### Direction
Convert the listing below into a Markdown table with the columns "Row" and "Line," giving each line its own numbered row and leaving out any blank lines.
===== Record excerpts =====
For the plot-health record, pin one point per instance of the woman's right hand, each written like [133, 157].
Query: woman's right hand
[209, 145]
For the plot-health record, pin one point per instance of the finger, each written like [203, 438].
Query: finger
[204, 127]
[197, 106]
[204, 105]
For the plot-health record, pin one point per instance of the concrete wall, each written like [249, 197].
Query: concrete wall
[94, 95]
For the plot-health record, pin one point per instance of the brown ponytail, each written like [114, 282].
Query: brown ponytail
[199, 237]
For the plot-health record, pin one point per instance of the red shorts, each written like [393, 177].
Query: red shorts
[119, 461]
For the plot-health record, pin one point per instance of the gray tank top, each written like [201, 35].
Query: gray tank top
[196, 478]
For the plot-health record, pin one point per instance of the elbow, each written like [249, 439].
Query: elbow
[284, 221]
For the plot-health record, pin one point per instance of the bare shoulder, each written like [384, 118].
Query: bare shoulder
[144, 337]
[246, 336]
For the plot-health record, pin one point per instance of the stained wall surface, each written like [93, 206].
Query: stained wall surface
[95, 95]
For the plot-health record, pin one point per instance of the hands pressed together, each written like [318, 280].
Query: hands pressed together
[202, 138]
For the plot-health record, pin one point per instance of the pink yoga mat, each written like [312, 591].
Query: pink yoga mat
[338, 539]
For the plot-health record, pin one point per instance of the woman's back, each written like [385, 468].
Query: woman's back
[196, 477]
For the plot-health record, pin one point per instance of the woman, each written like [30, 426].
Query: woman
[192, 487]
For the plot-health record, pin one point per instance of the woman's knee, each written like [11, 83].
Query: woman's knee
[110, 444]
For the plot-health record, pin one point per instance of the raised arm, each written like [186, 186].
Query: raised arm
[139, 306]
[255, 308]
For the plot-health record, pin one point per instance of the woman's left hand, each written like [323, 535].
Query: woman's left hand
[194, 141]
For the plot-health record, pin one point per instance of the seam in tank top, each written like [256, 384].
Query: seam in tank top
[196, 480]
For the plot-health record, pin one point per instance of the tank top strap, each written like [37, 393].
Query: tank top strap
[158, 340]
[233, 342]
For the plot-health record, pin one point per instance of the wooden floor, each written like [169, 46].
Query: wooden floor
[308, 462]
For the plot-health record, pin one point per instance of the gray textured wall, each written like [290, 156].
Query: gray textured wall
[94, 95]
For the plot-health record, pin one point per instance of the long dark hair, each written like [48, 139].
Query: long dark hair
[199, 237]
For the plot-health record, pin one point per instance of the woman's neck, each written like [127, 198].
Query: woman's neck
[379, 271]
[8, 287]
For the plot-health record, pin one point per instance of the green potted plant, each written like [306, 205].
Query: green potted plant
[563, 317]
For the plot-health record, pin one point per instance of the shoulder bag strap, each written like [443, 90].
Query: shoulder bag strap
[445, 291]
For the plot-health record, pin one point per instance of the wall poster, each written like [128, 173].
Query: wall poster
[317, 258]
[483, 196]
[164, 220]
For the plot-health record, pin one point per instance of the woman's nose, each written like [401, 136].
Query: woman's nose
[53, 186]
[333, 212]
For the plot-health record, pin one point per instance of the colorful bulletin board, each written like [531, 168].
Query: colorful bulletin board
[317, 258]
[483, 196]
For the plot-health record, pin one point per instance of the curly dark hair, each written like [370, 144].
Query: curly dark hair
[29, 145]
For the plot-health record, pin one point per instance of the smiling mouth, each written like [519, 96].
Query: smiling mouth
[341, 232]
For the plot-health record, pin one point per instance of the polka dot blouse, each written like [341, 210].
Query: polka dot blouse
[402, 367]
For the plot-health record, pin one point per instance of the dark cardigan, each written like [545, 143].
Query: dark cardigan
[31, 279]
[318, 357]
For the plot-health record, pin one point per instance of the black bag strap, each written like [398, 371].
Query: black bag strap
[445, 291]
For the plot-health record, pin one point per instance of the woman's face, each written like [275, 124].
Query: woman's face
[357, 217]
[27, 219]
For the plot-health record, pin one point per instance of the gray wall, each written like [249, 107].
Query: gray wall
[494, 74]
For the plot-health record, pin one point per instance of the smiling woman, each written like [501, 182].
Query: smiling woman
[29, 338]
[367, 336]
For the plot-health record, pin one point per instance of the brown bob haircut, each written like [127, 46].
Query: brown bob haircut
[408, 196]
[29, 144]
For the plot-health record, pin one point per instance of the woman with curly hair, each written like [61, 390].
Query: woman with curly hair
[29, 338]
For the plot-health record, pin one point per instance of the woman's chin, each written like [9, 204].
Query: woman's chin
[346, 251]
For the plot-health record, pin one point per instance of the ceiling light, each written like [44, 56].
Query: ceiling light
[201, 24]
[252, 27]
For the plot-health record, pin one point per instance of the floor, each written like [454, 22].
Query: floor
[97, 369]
=====
### Correct answer
| Row | Line |
|---|---|
| 1 | For the plot-health record, pin one point per instance of the woman's right hand, each written like [133, 157]. |
| 2 | Query: woman's right hand |
| 3 | [209, 145] |
| 4 | For the plot-health record, pin one point per instance of the finger, each written like [203, 438]. |
| 5 | Query: finger |
| 6 | [204, 127] |
| 7 | [197, 106] |
| 8 | [204, 105] |
| 9 | For the plot-health record, pin one point per instance of the concrete wall, each written like [249, 197]. |
| 10 | Query: concrete wall |
| 11 | [94, 95] |
| 12 | For the plot-health record, pin one point per instance of the brown ponytail, each written like [114, 282]. |
| 13 | Query: brown ponytail |
| 14 | [199, 237] |
| 15 | For the plot-health record, pin one point per instance of the red shorts, each written like [393, 177]. |
| 16 | Query: red shorts |
| 17 | [119, 461] |
| 18 | For the plot-health record, pin one point per instance of the gray tank top, each written like [201, 35]. |
| 19 | Query: gray tank top |
| 20 | [196, 478] |
| 21 | For the plot-health record, pin one point per instance of the elbow, each written like [249, 439]. |
| 22 | Query: elbow |
| 23 | [284, 221] |
| 24 | For the plot-health record, pin one point per instance of the bare shoulder, each written like [384, 118]. |
| 25 | Query: bare shoulder |
| 26 | [144, 337] |
| 27 | [246, 336] |
| 28 | For the plot-health record, pin one point per instance of the stained wall surface, each written like [93, 206]. |
| 29 | Query: stained wall surface |
| 30 | [95, 95] |
| 31 | For the plot-health record, pin one point per instance of the hands pressed together, each written like [318, 280]. |
| 32 | Query: hands pressed together |
| 33 | [202, 138] |
| 34 | For the plot-health record, pin one point per instance of the pink yoga mat, each written like [312, 591]. |
| 35 | Query: pink yoga mat |
| 36 | [338, 539] |
| 37 | For the plot-health record, pin one point per instance of the woman's back, each written like [385, 468]. |
| 38 | Query: woman's back |
| 39 | [196, 477] |
| 40 | For the plot-health record, pin one point per instance of the woman, each written like [30, 426]. |
| 41 | Query: woman |
| 42 | [192, 487] |
| 43 | For the plot-health record, pin one point per instance of the woman's knee, each written like [11, 83]. |
| 44 | Query: woman's knee |
| 45 | [110, 444] |
| 46 | For the plot-health record, pin one point per instance of the raised arm, each written like [186, 186]. |
| 47 | Query: raised arm |
| 48 | [139, 306] |
| 49 | [255, 308] |
| 50 | For the plot-health record, pin one point per instance of the woman's left hand, each written like [323, 535]. |
| 51 | Query: woman's left hand |
| 52 | [194, 141] |
| 53 | For the plot-health record, pin one point per instance of the seam in tank top, each written like [256, 384]. |
| 54 | Query: seam in tank top |
| 55 | [196, 480] |
| 56 | For the plot-health record, pin one point per instance of the tank top strap, each written like [37, 393]. |
| 57 | Query: tank top strap |
| 58 | [158, 340] |
| 59 | [233, 342] |
| 60 | For the plot-health record, pin one point per instance of the wooden floor, each written like [169, 46]. |
| 61 | Query: wooden floor |
| 62 | [308, 462] |
| 63 | For the plot-health record, pin one point per instance of the gray textured wall, each written like [290, 156]. |
| 64 | Query: gray textured wall |
| 65 | [94, 95] |
| 66 | For the plot-health record, pin one point per instance of the long dark hair, each written like [48, 139]. |
| 67 | Query: long dark hair |
| 68 | [199, 237] |
| 69 | For the plot-health record, pin one point per instance of the woman's neck, each written like [127, 198]. |
| 70 | Query: woman's neck |
| 71 | [379, 271] |
| 72 | [8, 287] |
| 73 | For the plot-health record, pin one point per instance of the green potted plant, each written like [306, 205]. |
| 74 | Query: green potted plant |
| 75 | [563, 317] |
| 76 | For the plot-health record, pin one point per instance of the shoulder bag strap, each written like [443, 90]. |
| 77 | Query: shoulder bag strap |
| 78 | [445, 291] |
| 79 | For the plot-health record, pin one point per instance of the wall poster, each written like [128, 173]. |
| 80 | Query: wall poster |
| 81 | [317, 258] |
| 82 | [483, 196] |
| 83 | [164, 220] |
| 84 | For the plot-health record, pin one point per instance of the woman's nose, each written like [401, 136]. |
| 85 | Query: woman's nose |
| 86 | [53, 186] |
| 87 | [333, 212] |
| 88 | For the plot-health record, pin one point per instance of the colorful bulletin board, each written like [531, 168]. |
| 89 | Query: colorful bulletin board |
| 90 | [317, 258] |
| 91 | [483, 196] |
| 92 | For the plot-health record, pin one point per instance of the curly dark hair, each written like [370, 144]. |
| 93 | Query: curly dark hair |
| 94 | [29, 145] |
| 95 | For the plot-health record, pin one point per instance of the smiling mouth, each written like [519, 96]. |
| 96 | Query: smiling mouth |
| 97 | [341, 232] |
| 98 | For the plot-health record, pin one point per instance of the polka dot blouse, each written like [341, 210]. |
| 99 | Query: polka dot blouse |
| 100 | [402, 367] |
| 101 | For the plot-health record, pin one point per instance of the dark cardigan, each written like [545, 143]. |
| 102 | Query: dark cardigan |
| 103 | [31, 279] |
| 104 | [318, 357] |
| 105 | For the plot-health record, pin one point per instance of the black bag strap, each written like [398, 371]. |
| 106 | Query: black bag strap |
| 107 | [445, 291] |
| 108 | For the plot-health record, pin one point per instance of the woman's face, each written like [275, 124]. |
| 109 | Query: woman's face |
| 110 | [357, 217] |
| 111 | [27, 219] |
| 112 | For the plot-health record, pin one point per instance of the gray wall, each written like [249, 107]. |
| 113 | Query: gray wall |
| 114 | [494, 74] |
| 115 | For the plot-health record, pin one point per instance of the smiling woman, each written like [501, 182]. |
| 116 | Query: smiling woman |
| 117 | [29, 338] |
| 118 | [367, 336] |
| 119 | For the plot-health record, pin one point per instance of the brown bob haircut, each written like [127, 46]. |
| 120 | Query: brown bob haircut |
| 121 | [408, 196] |
| 122 | [29, 144] |
| 123 | For the plot-health record, pin one point per instance of the woman with curly hair, each written like [61, 390]. |
| 124 | Query: woman with curly hair |
| 125 | [29, 338] |
| 126 | For the plot-health record, pin one point per instance of the woman's chin, each written like [9, 204]. |
| 127 | Query: woman's chin |
| 128 | [346, 251] |
| 129 | For the plot-health record, pin one point per instance of the ceiling light, each written like [44, 56]. |
| 130 | Query: ceiling light |
| 131 | [201, 24] |
| 132 | [252, 27] |
| 133 | For the plot-health record, pin one point per instance of the floor, each written like [454, 22]. |
| 134 | Query: floor |
| 135 | [97, 369] |